■ **Required task A**
In the post on finding duplicate array entries, at about how many elements does the efficiency of the sorted method and the nested loop even out?

BEGIN Document segment

Performance of finding duplicate array entries

I ran across a question today while browsing.  The person asking wanted to know how to find duplicate entries in an int array, and the answer that someone else quickly gave was to make nested for loops to iterate over an array of integers.  My first thought was a little different than that, so I looked around to see if it had been answered other places in the same way.  Nested for loops seems to be the most common suggestion.  I also found a few that related to strings that use a HashSet, which I have used to identify duplicates before.  I wondered which way is really faster, which is where this quest begins.

I was tempted to go into some Big O notation ramblings, but it would take longer than I have here to analyze the methods fully, so let’s skip that and see what  happens when we write some code and run it.  It’s more fun to do an experiment anyway.

I intentionally duplicated code and logic in each section so each test would be as similar as possible, and I add the duplicates that are identified to an ArrayList<String> so I will have taken some action on it.  It does add to the elapsed time, but it adds the same time for each test.  When the sample size is small, you can print the duplicates ArrayList to see what was found.  It’s probably not a good idea to do that when you start with 10,000 elements though.

Sorted vs. Nested Loop:

The results were as I expected.  The relative overhead of sorting the arrays is very high when there are only a few values to search.  The efficiency, in my test environment, evens out at around 145 elements.  When there are fewer than 145, the nested loop is faster than the sorted array, but when there are more, the sorted array with sequential search method is faster than the nested loop. The same holds true for Strings.  If you have over 100,000 elements in the int test, the difference is more than 6 seconds in favor of the sorted method.

END Document segment

■ **Required task B**
Reproduce word for word the stretch of the records from the line containing "Q: Give the pixel coordinates of a point on the covered" through the end of the records.

BEGIN Data entries

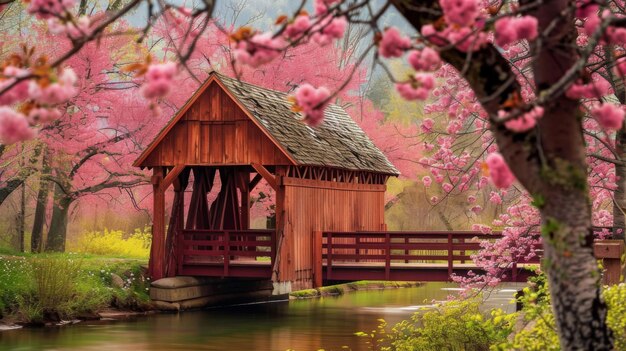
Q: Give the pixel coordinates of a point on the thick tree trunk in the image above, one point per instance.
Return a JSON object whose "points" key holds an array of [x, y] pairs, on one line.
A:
{"points": [[36, 239], [573, 272], [58, 224], [619, 205]]}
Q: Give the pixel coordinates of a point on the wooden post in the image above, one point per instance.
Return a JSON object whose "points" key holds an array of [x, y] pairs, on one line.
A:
{"points": [[387, 256], [610, 251], [317, 259], [157, 249], [450, 254]]}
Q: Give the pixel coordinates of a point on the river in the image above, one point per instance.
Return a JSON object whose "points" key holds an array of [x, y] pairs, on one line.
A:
{"points": [[303, 325]]}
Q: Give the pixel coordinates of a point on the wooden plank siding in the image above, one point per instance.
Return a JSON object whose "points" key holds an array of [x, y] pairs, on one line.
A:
{"points": [[313, 205], [215, 131]]}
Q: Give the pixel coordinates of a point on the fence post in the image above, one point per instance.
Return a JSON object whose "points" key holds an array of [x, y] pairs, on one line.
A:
{"points": [[406, 250], [329, 256], [610, 251], [462, 241], [450, 252], [179, 251], [226, 240], [317, 258]]}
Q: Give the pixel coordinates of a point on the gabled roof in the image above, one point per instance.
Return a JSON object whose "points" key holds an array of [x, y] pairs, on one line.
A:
{"points": [[337, 142]]}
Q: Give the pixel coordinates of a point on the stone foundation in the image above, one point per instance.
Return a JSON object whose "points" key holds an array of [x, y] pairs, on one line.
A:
{"points": [[183, 293]]}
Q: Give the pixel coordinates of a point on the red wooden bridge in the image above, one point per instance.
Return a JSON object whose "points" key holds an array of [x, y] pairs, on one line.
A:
{"points": [[341, 256]]}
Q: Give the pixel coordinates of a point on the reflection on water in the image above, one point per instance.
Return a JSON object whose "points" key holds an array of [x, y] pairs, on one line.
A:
{"points": [[301, 325]]}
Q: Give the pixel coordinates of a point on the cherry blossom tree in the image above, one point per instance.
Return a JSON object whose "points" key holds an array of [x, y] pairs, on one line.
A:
{"points": [[530, 72]]}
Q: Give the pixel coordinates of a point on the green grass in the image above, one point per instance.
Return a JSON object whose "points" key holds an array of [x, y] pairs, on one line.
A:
{"points": [[340, 289], [35, 288]]}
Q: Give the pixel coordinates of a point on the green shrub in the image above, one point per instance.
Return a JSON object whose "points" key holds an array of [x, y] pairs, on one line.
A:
{"points": [[114, 243], [615, 298], [454, 325]]}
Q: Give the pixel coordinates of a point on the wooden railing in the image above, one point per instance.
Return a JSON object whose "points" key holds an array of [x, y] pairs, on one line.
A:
{"points": [[198, 247], [434, 247]]}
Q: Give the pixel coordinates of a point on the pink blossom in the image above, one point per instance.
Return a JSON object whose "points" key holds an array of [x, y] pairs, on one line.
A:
{"points": [[327, 31], [60, 91], [620, 67], [418, 88], [616, 35], [299, 25], [427, 181], [427, 125], [258, 50], [525, 122], [495, 198], [460, 12], [586, 8], [393, 44], [595, 89], [321, 6], [43, 115], [609, 116], [13, 127], [19, 91], [426, 59], [159, 80], [591, 23], [44, 9], [510, 29], [312, 101], [499, 171]]}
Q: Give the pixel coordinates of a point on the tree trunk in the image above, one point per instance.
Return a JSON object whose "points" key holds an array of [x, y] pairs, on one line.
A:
{"points": [[58, 224], [36, 239], [619, 203], [573, 272]]}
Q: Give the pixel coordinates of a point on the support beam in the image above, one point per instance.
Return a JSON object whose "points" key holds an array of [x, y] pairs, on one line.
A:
{"points": [[253, 183], [269, 178], [171, 176], [156, 264]]}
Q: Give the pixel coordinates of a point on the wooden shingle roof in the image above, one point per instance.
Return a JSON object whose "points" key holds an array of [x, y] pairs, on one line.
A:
{"points": [[337, 142]]}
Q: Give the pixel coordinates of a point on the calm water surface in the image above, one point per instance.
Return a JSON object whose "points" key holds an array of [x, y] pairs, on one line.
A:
{"points": [[302, 325]]}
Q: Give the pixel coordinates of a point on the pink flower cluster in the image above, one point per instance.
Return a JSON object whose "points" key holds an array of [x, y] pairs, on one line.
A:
{"points": [[258, 50], [609, 116], [393, 44], [74, 29], [13, 126], [313, 102], [329, 30], [44, 9], [19, 91], [595, 89], [525, 122], [511, 29], [300, 24], [499, 171], [159, 80], [426, 59], [321, 6], [418, 88], [462, 13], [427, 181], [57, 92]]}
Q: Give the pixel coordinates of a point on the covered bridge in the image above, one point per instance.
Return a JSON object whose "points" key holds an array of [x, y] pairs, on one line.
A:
{"points": [[328, 178]]}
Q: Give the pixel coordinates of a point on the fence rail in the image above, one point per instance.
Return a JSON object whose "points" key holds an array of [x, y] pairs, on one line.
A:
{"points": [[223, 248]]}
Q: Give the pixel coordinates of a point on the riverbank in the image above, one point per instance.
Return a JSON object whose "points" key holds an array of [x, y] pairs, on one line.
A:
{"points": [[340, 289], [58, 289]]}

END Data entries

■ **Final answer A**
At around 145 elements.

■ **Final answer B**
Q: Give the pixel coordinates of a point on the covered bridge in the image above, one point per instance.
Return a JSON object whose "points" key holds an array of [x, y] pairs, on one line.
A:
{"points": [[328, 178]]}
Q: Give the pixel coordinates of a point on the fence rail in the image above, one point per instance.
Return a JSON object whose "points" key holds an array of [x, y] pairs, on one line.
A:
{"points": [[223, 248]]}
Q: Give the pixel coordinates of a point on the riverbank in the image above, one point per instance.
Return a JSON object whose "points" key holds an array of [x, y] pairs, on one line.
A:
{"points": [[340, 289], [58, 289]]}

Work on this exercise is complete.